THE TASK
Extend the article on the origins of pancreatic endocrine cells, picking up right after its last sentence.

EXTRACTED TEXT
▬▬▬▬▬▬▬▬▬▬

• The origins and ID of pancreatic endocri

    From ScienceDaily@1:317/3 to All on Tue Apr 19 22:30:44 2022
    The origins and ID of pancreatic endocrine cells

    Date:
    April 19, 2022
    Source:
    Universite' de Gene`ve
    Summary:
    Scientists show that endocrine stem cells in the pancreas disappear
    after birth, and detail the genetic identity of the different
    types of pancreatic hormone-producing cells.



    FULL STORY ==========================================================================
    The pancreas is a key metabolic regulator. When pancreatic beta cells
    cease producing enough insulin, blood sugar levels rise dangerously --
    a phenomenon known as hyperglycemia -- thus triggering diabetes. After discovering that other mature pancreatic cells can adapt and partly
    compensate for the lack of insulin, a team from the University of Geneva (UNIGE) demonstrates that the stem cells from which beta cells are
    derived are only present during embryonic development. This discovery
    puts an end to a long-standing controversy about the hypothetical
    existence of adult pancreatic stem cells that would give rise to newly differentiated hormone-producing cells after birth. The scientists
    also succeeded in precisely defining the 'identity card' of pancreatic endocrine cells, which is a promising tool for the production of
    replacement insulin-secreting cells. These results can be read in Cell ReportsandNature Communications.


    ========================================================================== Diabetes is a common metabolic disease. It is characterised by a
    persistent hyperglycemia that occurs when pancreatic cells responsible
    for the production of insulin -- the beta cells -- are destroyed or
    are no longer able to produce this regulatory hormone in sufficient
    quantities. Since 2010, studies performed by the team of Pedro Herrera,
    a professor in the Department of Genetic Medicine and Development and
    in the Diabetes Centre at the UNIGE Faculty of Medicine, as well as at
    the Geneva Institute of Genetics and Genomics (iGE3), reveal that the
    other pancreatic endocrine cells -- namely alpha, delta and gamma cells,
    which produce other hormones useful for the metabolic balance -- can
    "learn" to produce insulin when beta cells are absent or defective. This phenomenon, observed in mice and humans, demonstrates the plasticity of pancreatic cells and paves the way to new therapeutic strategies.

    The short life of pancreatic endocrine stem cells In two recent
    publications, Pedro Herrera's team reports new advances in the knowledge
    of the mechanisms of pancreatic cell formation, and in the gene expression profile defining the identity of each of the different islet endocrine
    cell types. The first research, published and featured in the cover of
    Cell Reports, demonstrates that pancreatic endocrine cells all derive
    from undifferentiated progenitor cells that emerge exclusively during
    embryonic development, but not after birth.

    "Until now, some scientists thought that intra-pancreatic stem cells
    persist throughout life,"explains Pedro Herrera. Marta Perez-Frances,
    a researcher in Pedro Herrera's team and first author of this study,
    adds: "Our work shows that this is not the case. Indeed, all pancreatic hormone-producing cells that emerge after birth originate from the
    division of existing differentiated cells that were generated during
    embryonic and fetal life from undifferentiated progenitor cells."

▬▬▬▬▬▬▬▬▬▬

DATA PROVIDED

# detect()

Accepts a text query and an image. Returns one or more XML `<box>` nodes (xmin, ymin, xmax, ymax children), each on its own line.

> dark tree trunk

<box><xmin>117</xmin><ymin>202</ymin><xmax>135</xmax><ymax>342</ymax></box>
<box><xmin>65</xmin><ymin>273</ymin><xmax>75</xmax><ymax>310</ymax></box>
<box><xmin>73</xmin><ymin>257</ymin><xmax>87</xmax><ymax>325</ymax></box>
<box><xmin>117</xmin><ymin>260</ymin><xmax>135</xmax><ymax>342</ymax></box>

▬▬▬▬▬▬▬▬▬▬

ANSWER FOR THIS EXERCISE
    To decipher this mechanism, the scientists generated mouse models in
    which the different types of pancreatic endocrine cells were genetically
    tagged with a fluorescent tracer at different developmental stages in
    order to track them down after birth. The cells were traced up to the
    age of ten months, when mice are old.

    A detailed ID card In a second article, published in Nature
    Communications, Pedro Herrera's team focus on the gene expression profile
    of pancreatic endocrine cells. "Precisely defining the 'identity card'
    of these cells now helps us to design a tool aiming at engineering
    cell replacement therapies to treat diabetes. Such therapies could for
    instance consist of in vitro manufacturing of insulin- producing cells,
    or in stimulating pancreatic regeneration by exploiting the plasticity
    of the non-beta cells that we have discovered," explains Le'on van Gurp,
    first author and post-doctoral fellow in the lab of Pedro Herrera.

    The generation of surrogate cells with stable functional identities is
    crucial for the development of cell-based therapies to treat degenerative diseases.

    However, their generation requires reliable tools to accurately assess
    cell identities. To this aim, the researchers performed an extensive meta-analysis of single-cell transcriptomics, i.e. the analysis of
    the genes expressed by individual endocrine cells isolated from human pancreatic islets (these cells are grouped in small "clusters" within
    the pancreas). The identification of robustly expressed gene-sets allow
    the precise definition of the genetic signature of each endocrine cell
    type of the pancreas.

    "Our work has no immediate clinical translation. Yet, by deciphering in
    detail the mechanisms governing the construction of cellular identities,
    it paves the way for developing innovative therapeutic approaches for
    treating diabetes and other pathologies linked to the loss of any given
    cell type,"concludes Pedro Herrera.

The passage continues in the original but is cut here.